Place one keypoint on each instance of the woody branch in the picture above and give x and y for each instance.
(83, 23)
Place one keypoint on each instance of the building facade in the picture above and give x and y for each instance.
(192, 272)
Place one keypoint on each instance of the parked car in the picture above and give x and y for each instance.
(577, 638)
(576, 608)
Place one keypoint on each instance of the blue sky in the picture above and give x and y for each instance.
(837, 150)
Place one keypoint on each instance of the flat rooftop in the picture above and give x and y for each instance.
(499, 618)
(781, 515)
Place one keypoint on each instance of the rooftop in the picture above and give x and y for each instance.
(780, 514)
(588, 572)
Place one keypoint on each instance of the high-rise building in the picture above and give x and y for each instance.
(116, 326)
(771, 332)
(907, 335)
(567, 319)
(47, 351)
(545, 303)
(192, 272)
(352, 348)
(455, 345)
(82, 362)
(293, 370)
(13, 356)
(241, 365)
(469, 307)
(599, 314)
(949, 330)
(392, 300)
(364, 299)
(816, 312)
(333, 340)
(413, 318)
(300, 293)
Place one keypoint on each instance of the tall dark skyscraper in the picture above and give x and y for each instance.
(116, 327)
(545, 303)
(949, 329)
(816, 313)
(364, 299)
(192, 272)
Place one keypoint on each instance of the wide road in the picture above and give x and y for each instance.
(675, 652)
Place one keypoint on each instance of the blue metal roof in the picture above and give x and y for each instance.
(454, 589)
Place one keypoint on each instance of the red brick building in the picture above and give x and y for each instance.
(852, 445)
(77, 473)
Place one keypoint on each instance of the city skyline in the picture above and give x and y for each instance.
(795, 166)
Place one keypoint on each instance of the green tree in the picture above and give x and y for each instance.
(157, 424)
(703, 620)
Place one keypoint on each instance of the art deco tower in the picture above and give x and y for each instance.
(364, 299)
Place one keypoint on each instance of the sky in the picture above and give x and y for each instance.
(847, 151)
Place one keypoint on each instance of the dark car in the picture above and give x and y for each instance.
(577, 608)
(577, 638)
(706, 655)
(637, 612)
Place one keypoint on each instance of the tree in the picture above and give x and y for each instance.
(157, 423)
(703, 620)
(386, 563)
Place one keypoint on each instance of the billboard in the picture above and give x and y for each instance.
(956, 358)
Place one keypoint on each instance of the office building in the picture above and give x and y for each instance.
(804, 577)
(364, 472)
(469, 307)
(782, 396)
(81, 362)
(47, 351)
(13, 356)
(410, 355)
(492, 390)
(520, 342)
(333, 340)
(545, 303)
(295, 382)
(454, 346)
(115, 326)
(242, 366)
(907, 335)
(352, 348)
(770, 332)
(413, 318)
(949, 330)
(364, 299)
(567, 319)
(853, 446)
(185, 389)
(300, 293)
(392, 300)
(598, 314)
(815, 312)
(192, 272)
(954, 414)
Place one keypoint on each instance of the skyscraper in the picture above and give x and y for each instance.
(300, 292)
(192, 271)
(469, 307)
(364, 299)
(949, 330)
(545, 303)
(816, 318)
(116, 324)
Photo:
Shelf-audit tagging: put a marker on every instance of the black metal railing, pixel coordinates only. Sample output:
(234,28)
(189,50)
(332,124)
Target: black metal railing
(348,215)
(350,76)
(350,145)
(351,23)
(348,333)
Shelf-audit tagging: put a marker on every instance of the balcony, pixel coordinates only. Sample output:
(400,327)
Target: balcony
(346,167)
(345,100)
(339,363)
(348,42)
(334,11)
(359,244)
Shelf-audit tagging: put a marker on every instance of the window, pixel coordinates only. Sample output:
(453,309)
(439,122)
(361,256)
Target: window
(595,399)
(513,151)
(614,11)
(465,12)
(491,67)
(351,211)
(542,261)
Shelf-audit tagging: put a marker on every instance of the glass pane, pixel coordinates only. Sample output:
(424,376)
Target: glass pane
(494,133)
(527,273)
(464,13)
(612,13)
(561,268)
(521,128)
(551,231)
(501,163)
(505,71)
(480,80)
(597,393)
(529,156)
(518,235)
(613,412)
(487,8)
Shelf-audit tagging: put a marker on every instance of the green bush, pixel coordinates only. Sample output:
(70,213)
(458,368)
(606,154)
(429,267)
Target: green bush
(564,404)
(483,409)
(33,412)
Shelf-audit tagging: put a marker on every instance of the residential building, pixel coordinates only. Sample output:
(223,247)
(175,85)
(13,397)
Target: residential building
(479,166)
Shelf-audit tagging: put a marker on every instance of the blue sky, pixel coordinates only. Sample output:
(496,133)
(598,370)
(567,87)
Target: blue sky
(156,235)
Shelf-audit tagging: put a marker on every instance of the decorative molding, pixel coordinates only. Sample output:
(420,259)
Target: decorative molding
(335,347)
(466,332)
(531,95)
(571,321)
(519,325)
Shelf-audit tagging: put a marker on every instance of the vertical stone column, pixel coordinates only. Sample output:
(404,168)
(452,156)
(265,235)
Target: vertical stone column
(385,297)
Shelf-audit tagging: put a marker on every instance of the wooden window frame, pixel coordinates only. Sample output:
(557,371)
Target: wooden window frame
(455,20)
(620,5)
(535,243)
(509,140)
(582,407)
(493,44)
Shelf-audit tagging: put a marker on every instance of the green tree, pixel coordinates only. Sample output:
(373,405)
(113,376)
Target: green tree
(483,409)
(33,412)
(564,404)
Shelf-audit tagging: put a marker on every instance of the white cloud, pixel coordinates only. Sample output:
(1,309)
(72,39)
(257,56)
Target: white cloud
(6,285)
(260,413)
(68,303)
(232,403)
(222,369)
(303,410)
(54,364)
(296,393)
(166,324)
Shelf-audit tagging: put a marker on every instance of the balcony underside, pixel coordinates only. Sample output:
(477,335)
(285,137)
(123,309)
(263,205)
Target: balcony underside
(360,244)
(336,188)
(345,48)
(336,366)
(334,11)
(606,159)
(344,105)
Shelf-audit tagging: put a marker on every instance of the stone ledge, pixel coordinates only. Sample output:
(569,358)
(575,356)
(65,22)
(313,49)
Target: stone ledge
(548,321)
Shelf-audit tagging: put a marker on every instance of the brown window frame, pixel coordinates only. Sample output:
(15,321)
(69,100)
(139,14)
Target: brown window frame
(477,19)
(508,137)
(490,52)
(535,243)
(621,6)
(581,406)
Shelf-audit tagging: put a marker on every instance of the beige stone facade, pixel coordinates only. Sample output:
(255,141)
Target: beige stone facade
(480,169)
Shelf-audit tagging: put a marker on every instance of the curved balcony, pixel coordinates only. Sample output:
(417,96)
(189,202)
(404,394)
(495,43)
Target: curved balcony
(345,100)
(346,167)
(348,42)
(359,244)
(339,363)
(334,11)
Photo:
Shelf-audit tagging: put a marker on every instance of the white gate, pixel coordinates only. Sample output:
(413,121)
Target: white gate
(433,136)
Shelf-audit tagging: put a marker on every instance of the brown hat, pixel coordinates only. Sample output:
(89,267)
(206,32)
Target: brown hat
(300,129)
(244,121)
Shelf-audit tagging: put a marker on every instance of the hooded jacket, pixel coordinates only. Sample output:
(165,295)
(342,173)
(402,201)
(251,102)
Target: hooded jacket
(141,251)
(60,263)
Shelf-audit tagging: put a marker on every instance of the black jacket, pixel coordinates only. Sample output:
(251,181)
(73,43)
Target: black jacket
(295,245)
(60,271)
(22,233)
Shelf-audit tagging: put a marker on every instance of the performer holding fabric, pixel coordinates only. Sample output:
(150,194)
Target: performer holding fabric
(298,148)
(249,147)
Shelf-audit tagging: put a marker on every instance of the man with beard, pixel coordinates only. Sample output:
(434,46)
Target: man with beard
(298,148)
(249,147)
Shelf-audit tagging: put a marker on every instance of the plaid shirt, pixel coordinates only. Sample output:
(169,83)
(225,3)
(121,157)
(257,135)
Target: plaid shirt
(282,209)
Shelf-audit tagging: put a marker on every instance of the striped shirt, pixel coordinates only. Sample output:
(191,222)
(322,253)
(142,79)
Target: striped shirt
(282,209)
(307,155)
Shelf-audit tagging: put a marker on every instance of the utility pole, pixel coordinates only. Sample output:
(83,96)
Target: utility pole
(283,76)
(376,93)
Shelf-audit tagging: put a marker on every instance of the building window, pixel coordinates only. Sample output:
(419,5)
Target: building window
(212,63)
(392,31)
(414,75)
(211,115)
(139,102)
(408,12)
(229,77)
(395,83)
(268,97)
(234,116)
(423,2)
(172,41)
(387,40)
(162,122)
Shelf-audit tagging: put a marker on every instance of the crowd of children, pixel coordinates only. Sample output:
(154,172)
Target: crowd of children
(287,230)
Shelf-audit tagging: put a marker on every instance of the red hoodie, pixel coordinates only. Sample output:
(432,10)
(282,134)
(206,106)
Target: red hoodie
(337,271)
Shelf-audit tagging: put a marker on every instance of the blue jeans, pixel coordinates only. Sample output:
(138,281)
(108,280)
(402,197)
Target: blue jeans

**What the task asks:** From the line containing "of the striped" through the closing line of the material above, return every line exactly and omit all others.

**Right answer:**
Shelf-audit tagging: put a marker on every instance of the striped shirt, pixel coordinates only. Sample output:
(191,222)
(322,253)
(142,79)
Target: striped shirt
(282,209)
(307,155)
Shelf-audit tagging: put a marker on every instance of the utility pole, pixel coordinates only. Sample output:
(83,96)
Target: utility pole
(283,76)
(376,93)
Shelf-audit tagging: put a marker on every instance of the building window, pixel coordinates only. Sample output:
(419,5)
Target: building window
(212,63)
(392,31)
(414,75)
(211,115)
(139,102)
(408,12)
(229,77)
(395,83)
(268,97)
(234,116)
(423,2)
(172,41)
(387,40)
(162,122)
Shelf-audit tagging: put a marker on every instance of the crowd of children, pixel coordinates only. Sample output:
(154,172)
Target: crowd of children
(287,230)
Shelf-audit tagging: put a marker on every instance of the red hoodie, pixel coordinates only. Sample output:
(432,10)
(282,134)
(206,106)
Target: red hoodie
(337,271)
Shelf-audit tagging: put a marker on every instance of the blue jeans, pixel coordinates only. Sample output:
(138,281)
(108,280)
(402,197)
Target: blue jeans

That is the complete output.